**What to do:** Copy every line of the items from the start through the line containing "[178,72,211,88]", inclusive, leaving each line unchanged except that every bounding-box coordinate is raised by 8.

**Input material:**
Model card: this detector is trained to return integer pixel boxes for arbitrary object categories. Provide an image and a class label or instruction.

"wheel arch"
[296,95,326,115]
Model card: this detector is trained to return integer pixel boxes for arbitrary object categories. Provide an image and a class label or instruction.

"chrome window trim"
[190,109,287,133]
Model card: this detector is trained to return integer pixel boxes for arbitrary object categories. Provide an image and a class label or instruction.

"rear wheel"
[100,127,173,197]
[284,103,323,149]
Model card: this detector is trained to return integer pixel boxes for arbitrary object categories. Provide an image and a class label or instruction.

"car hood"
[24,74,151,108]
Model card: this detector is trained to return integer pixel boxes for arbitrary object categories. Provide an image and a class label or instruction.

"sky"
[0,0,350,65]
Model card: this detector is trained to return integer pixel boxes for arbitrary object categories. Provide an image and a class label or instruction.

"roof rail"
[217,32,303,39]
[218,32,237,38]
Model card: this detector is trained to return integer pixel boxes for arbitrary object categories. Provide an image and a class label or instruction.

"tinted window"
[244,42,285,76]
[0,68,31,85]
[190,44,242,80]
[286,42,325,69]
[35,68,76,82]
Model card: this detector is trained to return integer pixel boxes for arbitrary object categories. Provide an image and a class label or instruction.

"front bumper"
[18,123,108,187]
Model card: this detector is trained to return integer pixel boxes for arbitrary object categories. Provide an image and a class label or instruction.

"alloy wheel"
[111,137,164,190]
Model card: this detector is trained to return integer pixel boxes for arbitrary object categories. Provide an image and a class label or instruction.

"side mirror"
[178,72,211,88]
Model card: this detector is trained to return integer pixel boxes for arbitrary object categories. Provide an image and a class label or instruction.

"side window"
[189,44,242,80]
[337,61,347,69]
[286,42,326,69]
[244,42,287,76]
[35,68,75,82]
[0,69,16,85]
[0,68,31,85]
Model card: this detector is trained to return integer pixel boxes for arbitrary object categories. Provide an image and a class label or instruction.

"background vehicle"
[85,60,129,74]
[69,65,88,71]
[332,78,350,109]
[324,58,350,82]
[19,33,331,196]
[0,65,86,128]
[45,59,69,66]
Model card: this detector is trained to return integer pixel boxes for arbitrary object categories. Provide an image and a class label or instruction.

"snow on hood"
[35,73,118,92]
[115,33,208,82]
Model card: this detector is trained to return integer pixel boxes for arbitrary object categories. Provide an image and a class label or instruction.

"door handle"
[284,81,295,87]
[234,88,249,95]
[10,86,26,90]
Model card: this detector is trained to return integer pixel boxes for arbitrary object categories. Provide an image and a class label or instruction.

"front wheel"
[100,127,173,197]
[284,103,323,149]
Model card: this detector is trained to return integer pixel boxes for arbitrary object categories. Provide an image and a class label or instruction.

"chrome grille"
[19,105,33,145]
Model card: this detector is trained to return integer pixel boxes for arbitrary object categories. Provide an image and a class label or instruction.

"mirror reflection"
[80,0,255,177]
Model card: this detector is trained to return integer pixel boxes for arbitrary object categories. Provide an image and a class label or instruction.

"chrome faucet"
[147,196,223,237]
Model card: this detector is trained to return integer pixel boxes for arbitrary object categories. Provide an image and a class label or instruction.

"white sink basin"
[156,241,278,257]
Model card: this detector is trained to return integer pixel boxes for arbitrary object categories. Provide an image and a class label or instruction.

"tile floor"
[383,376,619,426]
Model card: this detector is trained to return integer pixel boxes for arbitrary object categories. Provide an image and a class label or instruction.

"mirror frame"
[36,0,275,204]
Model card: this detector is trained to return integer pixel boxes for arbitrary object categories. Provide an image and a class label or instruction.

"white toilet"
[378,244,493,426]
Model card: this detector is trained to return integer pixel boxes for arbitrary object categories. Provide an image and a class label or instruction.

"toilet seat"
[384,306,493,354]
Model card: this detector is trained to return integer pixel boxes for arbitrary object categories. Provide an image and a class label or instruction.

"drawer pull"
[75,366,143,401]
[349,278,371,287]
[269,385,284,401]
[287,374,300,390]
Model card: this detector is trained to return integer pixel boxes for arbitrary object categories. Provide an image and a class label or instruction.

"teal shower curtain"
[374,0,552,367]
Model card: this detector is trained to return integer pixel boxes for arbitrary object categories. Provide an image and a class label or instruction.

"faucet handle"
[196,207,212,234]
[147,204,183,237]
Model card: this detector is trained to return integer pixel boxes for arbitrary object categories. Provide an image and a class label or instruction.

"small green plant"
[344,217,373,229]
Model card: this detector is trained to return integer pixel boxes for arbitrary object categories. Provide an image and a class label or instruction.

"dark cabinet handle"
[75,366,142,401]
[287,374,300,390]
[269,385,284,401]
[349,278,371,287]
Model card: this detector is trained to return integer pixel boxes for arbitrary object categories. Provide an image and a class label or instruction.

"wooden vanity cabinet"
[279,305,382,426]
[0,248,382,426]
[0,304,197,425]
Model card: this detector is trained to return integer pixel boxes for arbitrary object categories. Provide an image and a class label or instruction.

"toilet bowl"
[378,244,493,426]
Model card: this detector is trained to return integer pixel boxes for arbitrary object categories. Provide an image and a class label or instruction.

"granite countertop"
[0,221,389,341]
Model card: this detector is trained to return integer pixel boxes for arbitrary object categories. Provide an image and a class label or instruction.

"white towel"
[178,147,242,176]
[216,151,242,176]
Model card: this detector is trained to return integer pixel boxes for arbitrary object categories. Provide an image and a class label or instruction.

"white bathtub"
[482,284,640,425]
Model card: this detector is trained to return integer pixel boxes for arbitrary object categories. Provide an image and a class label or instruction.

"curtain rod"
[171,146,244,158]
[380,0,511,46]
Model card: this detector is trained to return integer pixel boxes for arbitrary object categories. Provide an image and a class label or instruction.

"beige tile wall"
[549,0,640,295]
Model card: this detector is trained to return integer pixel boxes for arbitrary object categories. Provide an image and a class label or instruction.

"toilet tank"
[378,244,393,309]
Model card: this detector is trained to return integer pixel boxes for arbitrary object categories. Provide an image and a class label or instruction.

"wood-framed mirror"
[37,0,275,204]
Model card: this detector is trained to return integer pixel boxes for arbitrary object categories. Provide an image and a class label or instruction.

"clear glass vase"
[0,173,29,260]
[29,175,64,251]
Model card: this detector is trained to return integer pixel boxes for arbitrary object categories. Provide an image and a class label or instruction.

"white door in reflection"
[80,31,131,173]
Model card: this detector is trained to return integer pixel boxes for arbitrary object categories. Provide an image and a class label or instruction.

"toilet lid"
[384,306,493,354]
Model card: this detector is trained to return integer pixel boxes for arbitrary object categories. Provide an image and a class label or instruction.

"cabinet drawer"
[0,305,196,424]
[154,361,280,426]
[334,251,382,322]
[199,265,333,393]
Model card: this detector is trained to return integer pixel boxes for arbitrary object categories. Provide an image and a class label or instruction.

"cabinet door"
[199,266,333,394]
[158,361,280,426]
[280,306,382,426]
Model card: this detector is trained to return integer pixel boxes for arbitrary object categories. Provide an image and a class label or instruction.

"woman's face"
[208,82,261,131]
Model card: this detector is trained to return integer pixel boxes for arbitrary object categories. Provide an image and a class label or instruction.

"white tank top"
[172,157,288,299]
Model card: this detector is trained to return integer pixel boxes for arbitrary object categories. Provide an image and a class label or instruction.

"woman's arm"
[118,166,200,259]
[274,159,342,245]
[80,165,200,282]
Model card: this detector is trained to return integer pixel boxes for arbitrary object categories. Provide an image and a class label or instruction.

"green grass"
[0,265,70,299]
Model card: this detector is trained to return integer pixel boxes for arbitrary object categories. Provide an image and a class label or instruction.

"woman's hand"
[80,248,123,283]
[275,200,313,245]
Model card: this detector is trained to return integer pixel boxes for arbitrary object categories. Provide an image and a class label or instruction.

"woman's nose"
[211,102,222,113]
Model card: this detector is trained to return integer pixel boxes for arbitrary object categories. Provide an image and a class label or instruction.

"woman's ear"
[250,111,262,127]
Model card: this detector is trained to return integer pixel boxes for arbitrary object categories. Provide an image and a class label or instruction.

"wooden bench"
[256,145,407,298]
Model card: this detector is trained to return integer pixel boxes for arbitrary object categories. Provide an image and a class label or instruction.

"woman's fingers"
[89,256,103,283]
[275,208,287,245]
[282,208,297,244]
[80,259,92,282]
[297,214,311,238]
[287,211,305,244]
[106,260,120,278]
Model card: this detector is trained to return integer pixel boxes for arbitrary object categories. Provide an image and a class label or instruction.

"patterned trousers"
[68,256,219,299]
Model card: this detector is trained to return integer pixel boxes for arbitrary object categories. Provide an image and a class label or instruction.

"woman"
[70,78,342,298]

**The response:**
Model card: this detector is trained to return integer pixel boxes for arbitrary object categories. Provide an image and a class label or instruction.

"wheel arch"
[304,103,334,123]
Model card: this detector is trained to return integer pixel boxes for arbitrary object categories. Provide an image and a class label or instruction.

"chrome window trim"
[198,117,295,141]
Model card: this detector is trained to return integer pixel boxes for arbitrary object categories. Provide an image and a class label or instruction.

"rear wheel"
[108,135,181,205]
[292,111,331,157]
Model card: this detector is trained to return integer pixel boxes for arbitrary object categories. Provide an image and a class label or instruction.

"car hood"
[32,82,159,116]
Model card: this detector is trained to return integer pixel boxes for arbitrary object categories. Provide an image and a class label or instruction.

"sky"
[8,8,358,73]
Model card: this detector is trained to return integer pixel boxes for arbitrary object categories. Provide an image and a class label or instruction.

"roof rail"
[225,40,311,47]
[226,40,245,46]
Model card: this detector is trained to return integer pixel boxes for arbitrary object categories. Provide an image and a class label or instruction.

"tinted window"
[252,50,293,84]
[8,76,39,93]
[198,52,250,88]
[294,50,333,77]
[43,76,84,90]
Model card: this detector is trained to return integer pixel boxes for arbitrary object categories. Provide an image and a class label or instruction.

"front bumper"
[26,131,116,195]
Model card: this detector is trained to return integer pixel boxes for arbitrary object categories. Provide an image and a class label or instruction.

"alloy wheel"
[119,145,172,198]
Model card: this detector is trained to return integer pixel boxes for arbitrary object categories. Provide an image and a class label or instruction.

"side mirror"
[186,80,219,96]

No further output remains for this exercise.